## Work to be completed:
Quote every entry word for word.

╭─ Material for this exercise

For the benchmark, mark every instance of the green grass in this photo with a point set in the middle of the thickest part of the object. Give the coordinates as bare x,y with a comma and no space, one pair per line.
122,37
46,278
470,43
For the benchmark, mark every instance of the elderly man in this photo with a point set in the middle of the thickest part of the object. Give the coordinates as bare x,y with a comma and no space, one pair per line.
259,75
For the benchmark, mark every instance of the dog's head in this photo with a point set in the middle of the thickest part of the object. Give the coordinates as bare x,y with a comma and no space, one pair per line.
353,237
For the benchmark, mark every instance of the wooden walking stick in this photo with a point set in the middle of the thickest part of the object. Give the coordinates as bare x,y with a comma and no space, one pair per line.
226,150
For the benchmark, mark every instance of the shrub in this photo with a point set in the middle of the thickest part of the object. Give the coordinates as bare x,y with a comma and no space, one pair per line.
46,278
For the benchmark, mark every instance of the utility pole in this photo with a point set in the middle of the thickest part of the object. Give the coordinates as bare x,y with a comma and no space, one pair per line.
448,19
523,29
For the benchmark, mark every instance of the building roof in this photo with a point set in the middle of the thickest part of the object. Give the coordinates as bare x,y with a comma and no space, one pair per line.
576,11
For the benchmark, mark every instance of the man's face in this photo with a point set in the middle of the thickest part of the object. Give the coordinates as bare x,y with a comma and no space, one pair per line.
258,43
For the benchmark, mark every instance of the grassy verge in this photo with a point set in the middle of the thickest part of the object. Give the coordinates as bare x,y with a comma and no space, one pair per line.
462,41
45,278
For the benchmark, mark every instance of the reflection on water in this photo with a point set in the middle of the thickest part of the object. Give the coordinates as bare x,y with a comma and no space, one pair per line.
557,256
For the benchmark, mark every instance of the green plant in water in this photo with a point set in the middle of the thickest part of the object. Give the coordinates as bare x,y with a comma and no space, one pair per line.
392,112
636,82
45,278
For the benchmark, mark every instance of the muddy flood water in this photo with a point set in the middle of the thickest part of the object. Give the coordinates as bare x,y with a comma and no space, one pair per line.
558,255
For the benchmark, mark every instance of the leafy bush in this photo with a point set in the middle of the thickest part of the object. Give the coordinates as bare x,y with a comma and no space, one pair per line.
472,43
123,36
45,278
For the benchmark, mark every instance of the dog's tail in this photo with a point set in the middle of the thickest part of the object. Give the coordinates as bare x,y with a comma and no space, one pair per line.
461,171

╰─

## Written solution:
For the benchmark, mark every instance of the green grass in this photo with a point set in the middle of the thickest part of the object. Give the coordinates as bare x,y with a comma and no space, one pair per line.
122,37
46,278
470,43
For the benchmark, mark every instance of the elderly man in this photo with a point set in the middle of the thickest part of the object. Give the coordinates as bare x,y with a comma and no space, one pair per line.
259,75
For the benchmark, mark every instance of the dog's head in this photo with a point set in the middle of the thickest part of the object. Give the coordinates as bare x,y with a comma and no space, one pair per line.
353,237
For the benchmark, mark every instance of the wooden walking stick in this photo with a point set in the middle of the thickest part of the object. Give the coordinates as bare x,y with a comma and no space, one pair per line.
226,150
For the benchmark, mark every instance of the shrub in this photo with a point set in the middle of the thickest part of the object. Give the coordinates as bare x,y with a comma and no space, one pair per line.
46,278
For the benchmark, mark every instance of the utility pole in this photo with a point set in the middle of the thickest part of the object. Give the coordinates as bare x,y with a comma and no space, one pair per line.
448,19
523,29
For the benchmark, mark every instance of the building roof in this photo with a point set in the middle of the thickest part of the object. Give the coordinates as bare x,y with a comma and no space, one pair per line.
576,11
For the benchmark, mark every instance of the man's face in this photo with a point set in the middle of the thickest part of the object. Give the coordinates as bare x,y with a comma and no space, one pair per line.
258,43
For the benchmark, mark every instance of the grassy verge in this photo with a point set in the middle of the thickest part of the object. Give the coordinates as bare x,y with a comma and no space, one pair per line.
462,41
45,278
For the benchmark, mark every instance of the reflection on water in this photo with a point set in the middle of the thickest part of the object. Give the coordinates as bare x,y with a comma and no space, one pair per line.
557,256
For the benchmark, mark every instance of the green plant in water in this photo with a point set in the middle of the thickest part of the object. Give the coordinates as bare x,y with a comma and no space, one pair per line.
392,112
636,82
45,278
For the benchmark, mark every instance of the muddy flood water in this photo with a point set in the middle of the thickest part of the object. Give the coordinates as bare x,y with a comma and no space, one pair per line.
558,255
For the benchmark, mark every instance of the leafy bush in this photo with a point set in the middle of the thickest part of the object. Give the coordinates as bare x,y with a comma and no space, one pair per line.
472,43
123,36
45,278
For the benchmark, mark every instance of the dog's tail in this photo with a point set in the middle of the thickest part of the object. Give the coordinates as bare x,y with a comma and no space, one pair per line.
461,171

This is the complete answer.